> _PROBLEM TO WORK ON_: Could you update the material below so that every "photo" becomes "image", with nothing else changed? Omit the pictures from your answer.

+ + + +

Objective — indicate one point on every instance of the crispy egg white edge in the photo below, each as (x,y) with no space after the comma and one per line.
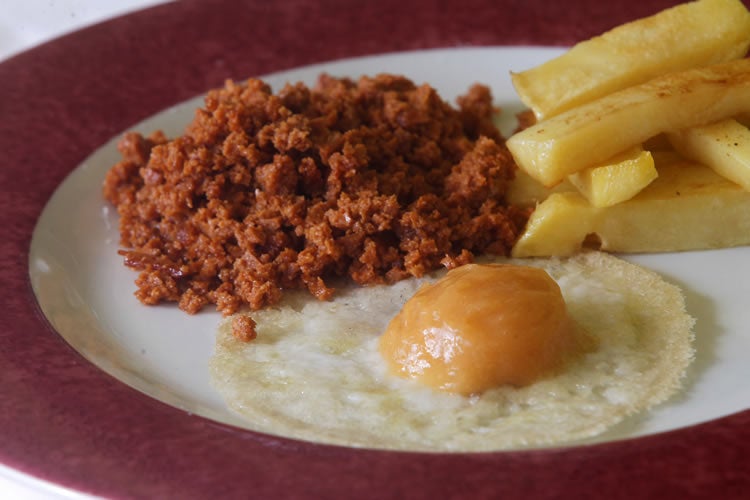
(333,387)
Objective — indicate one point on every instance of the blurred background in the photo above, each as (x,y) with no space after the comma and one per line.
(25,24)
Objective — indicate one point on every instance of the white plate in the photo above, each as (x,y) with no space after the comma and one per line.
(86,292)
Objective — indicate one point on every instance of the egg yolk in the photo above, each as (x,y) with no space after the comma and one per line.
(479,327)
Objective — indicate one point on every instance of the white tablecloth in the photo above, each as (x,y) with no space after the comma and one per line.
(23,25)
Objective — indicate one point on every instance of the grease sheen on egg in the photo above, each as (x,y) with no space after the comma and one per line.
(482,326)
(314,371)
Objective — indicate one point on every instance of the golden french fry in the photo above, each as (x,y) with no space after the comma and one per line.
(689,35)
(724,146)
(589,134)
(621,178)
(687,207)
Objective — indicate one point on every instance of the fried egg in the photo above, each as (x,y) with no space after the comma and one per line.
(316,372)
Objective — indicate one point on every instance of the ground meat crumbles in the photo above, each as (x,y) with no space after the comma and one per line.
(375,180)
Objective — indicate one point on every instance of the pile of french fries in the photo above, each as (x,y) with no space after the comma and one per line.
(641,140)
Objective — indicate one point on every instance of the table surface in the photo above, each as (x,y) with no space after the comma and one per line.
(24,25)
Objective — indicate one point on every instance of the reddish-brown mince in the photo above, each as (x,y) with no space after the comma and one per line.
(376,180)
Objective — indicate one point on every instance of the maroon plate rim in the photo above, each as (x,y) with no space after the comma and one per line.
(65,421)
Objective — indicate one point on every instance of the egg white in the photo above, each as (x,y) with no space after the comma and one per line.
(314,371)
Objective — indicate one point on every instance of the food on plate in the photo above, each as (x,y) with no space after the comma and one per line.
(483,326)
(315,370)
(724,146)
(619,179)
(687,207)
(374,180)
(693,34)
(594,132)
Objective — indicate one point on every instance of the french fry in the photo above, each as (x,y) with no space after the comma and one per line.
(688,207)
(690,35)
(580,138)
(724,146)
(621,178)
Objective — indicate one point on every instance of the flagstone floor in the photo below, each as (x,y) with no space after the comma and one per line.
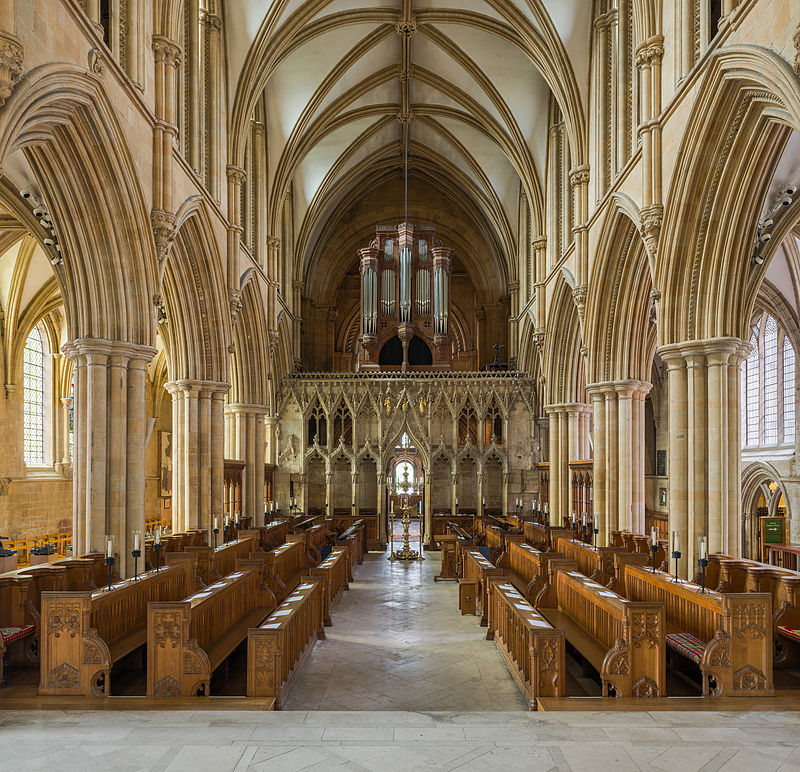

+ + + +

> _FINISHED EXERCISE_:
Objective — indicate one point on every instance of the crispy egg white edge in the image below, each as (x,y) with no space after the comma and one per line.
(333,387)
Objective — indicate one point on every instance of the blurred background in the image above, each as (x,y) with no space after the comma and one per line.
(25,24)
Objective — indicate one point on every instance of the white plate in the image above, each as (x,y) with no space after the comma and one per line.
(86,292)
Objective — indicate one point on every instance of the egg yolk in the image above, each as (x,y) with no space after the comma and one per line.
(479,327)
Objective — indicate one point on every instance of the white tablecloth in the image above, each as (x,y) with no space after the comma and one per line.
(23,25)
Objective — indicate one point on every instance of the grease sheen on egg in the image above, each as (x,y) with no space after the comma and one per line.
(482,326)
(314,371)
Objective — indicate one point on every instance of the golden french fry in the image above, each as (x,y) with no space after the comma and one per line.
(689,35)
(724,146)
(589,134)
(621,178)
(687,207)
Objective — indicate one point on every instance of the fried egg in the image above, each as (x,y) with no space after the comma and one per line.
(316,372)
Objective — indicate one point on every instance of the ground meat crumbles in the image above, each as (x,y) with no space after the comma and one per line.
(375,180)
Objective — indicate one point on every instance of the pile of french fries in the image above, each as (x,y) with no space after the comma and one per line.
(641,140)
Objective — indicate one point on every instance of the table surface in the image above, each as (x,y) with no space after the comma and one per line.
(24,25)
Objective — indicate one point on every instance of the reddish-brown mince in the image above, each as (x,y) with no space after the comma and one per line.
(376,180)
Objective — indicate one point on every instance of the maroon plate rim in the image above, each as (x,y) with no space after the comma and one per line.
(65,421)
Objective — indicate one point on every instance of the egg white in the image above, each as (x,y) with no space after the comma and one per line.
(314,371)
Objective — indicate one point on every instance of the food on plate in the image above, each as (x,y) with no space after the comma and one per line.
(483,326)
(315,370)
(724,146)
(619,179)
(687,207)
(374,180)
(693,34)
(594,132)
Objective — indicate one point on every instance of the french fry in the image above, each as (x,y) with no space after the comma and one per line.
(688,207)
(690,35)
(580,138)
(724,146)
(621,178)
Objective — indicate one point on every instance of the flagstone floor in the image below, each as (x,y) with no space after the comma and one per line.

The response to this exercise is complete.